_Document section_
Instead, Joseph went back to the primitive Church, "How about we try it Christ's way; you know, where Christ taught authority comes from the way we treat each other?"
No power or influence can or ought to be maintained by virtue of the priesthood. [Full Stop]
So where does power and influence come from?
Only [ONLY?] by persuasion, by long-suffering, by gentleness and meekness, and by love unfeigned; by kindness, and pure knowledge.
Based on this, I wonder if we should reframe the Priesthood Restoration narrative to be less about angelic ministrants and keys and offices, and more about love and sacrifice and condescension.
But he that is greatest among you shall be your servant.
And whosoever shall exalt himself shall be abased; and he that shall humble himself shall be exalted.
How else could it be?
Coca-Cola Cannot Love
I'm sorry to break this to all the corporate marketers out there, but divine authority cannot reside in trusts, corporations, churches, governments or the Society for the Preservation of Pink Poodles.
Why? Because legal entities cannot love.
Only people can love; and only disciples of Christ can love with divine charity, which is a gift of the Spirit.
(Corporations don't get spiritual gifts and neither do governments; they belong to the people, people!)
Pray unto the Father with all the energy of heart, that ye may be filled with this love, which he hath bestowed upon all who are true followers of his Son, Jesus Christ; that ye may become the sons of God.
We see here that divine authority is "bestowed" by God as an endowment of love (in which dwells the power) upon the "true followers of his Son."
Coca-Cola Can Exert Authority
So where do corporations and governments and religion get their authority?
Great question! Their authority is bestowed by Babylon the Great, which is a type and shadow of the world.
Anyone can access Babylon'skind of authority, if they have enough money or armies or navies or citizens or slaves:
And the angel said unto me: Come hither; I will shew unto thee the judgment of the great whore that sitteth upon many waters:
With whom the kings of the earth have committed fornication, and the inhabitants of the earth have been made drunk with the wine of her fornication.
And I saw a woman arrayed in purple and decked with gold and precious stones and pearls, having a golden cup in her hand full of abominations and filthiness:
And upon her forehead was a name written, MYSTERY, BABYLON THE GREAT, THE MOTHER OF HARLOTS AND ABOMINATIONS OF THE EARTH.
Babylon's authority derives from control, fear, guilt, power, pride, wealth, pressure, media, secret combinations, inequality, and the blood of the saints.
(Notice that all those things are the opposites of love.)
This is why Babylon is described as a Harlot: because her "authority" is transactional and can be trafficked, bought and sold with gold and silver.
The congress of bodies making love has an unusual way of crossing interstate lines. The power to tax is the power to destroy what is most holy. The windows of hell open for the widow whose dowry is devoured by the oldest profession of Nehor. Eternal revenue services the treasured Mystery-of-the-Bed:
You can skip the wedding supper and exchange money instead.
How Do You Run a Church with . . . Love?
This is all impractical, of course. Who ever heard of running an organization with love? It is terribly inefficient.
And the pay is lousy.
Remember, though, that the well-oiled authority of Caesar and Pilate and Caiaphas did not come from Jesus; their authority was not part of Christ's kingdom (which is not of this world).

_Source material_
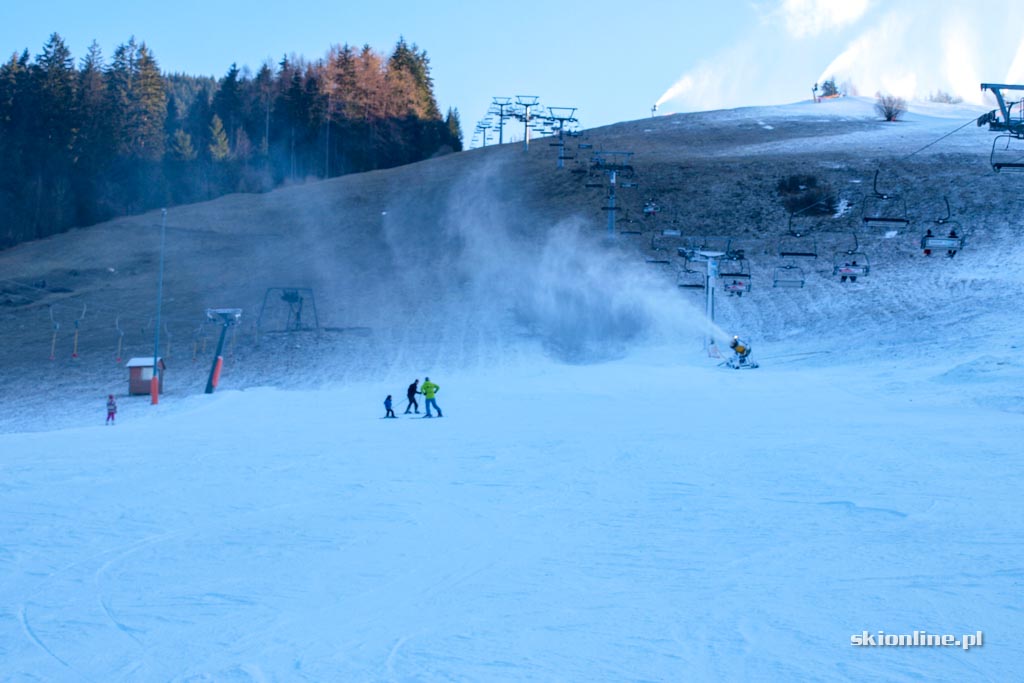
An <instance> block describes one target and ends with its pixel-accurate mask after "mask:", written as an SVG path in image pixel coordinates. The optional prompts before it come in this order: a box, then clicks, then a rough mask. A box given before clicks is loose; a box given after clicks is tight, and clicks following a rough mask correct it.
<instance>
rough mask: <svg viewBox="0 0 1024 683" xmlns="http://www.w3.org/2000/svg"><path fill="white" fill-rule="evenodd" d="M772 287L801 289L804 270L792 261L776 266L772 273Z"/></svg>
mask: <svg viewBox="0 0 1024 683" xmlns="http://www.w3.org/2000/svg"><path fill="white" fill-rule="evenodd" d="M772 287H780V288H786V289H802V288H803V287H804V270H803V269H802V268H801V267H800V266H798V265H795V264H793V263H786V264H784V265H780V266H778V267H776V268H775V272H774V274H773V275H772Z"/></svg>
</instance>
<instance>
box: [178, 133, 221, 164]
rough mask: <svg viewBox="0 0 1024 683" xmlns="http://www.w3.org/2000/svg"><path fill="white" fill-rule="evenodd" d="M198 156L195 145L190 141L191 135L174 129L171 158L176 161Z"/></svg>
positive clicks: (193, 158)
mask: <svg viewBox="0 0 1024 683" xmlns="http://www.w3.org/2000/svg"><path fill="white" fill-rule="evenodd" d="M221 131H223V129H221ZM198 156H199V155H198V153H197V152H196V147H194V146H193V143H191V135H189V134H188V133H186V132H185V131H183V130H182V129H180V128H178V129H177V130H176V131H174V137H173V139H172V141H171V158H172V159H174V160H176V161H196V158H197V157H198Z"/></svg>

_What the task requires_
List every entity that the essay on priesthood authority says divine authority cannot reside in. The material above is independent of the essay on priesthood authority.

_Response to the exercise_
- Trusts
- Corporations
- Churches
- Governments
- The Society for the Preservation of Pink Poodles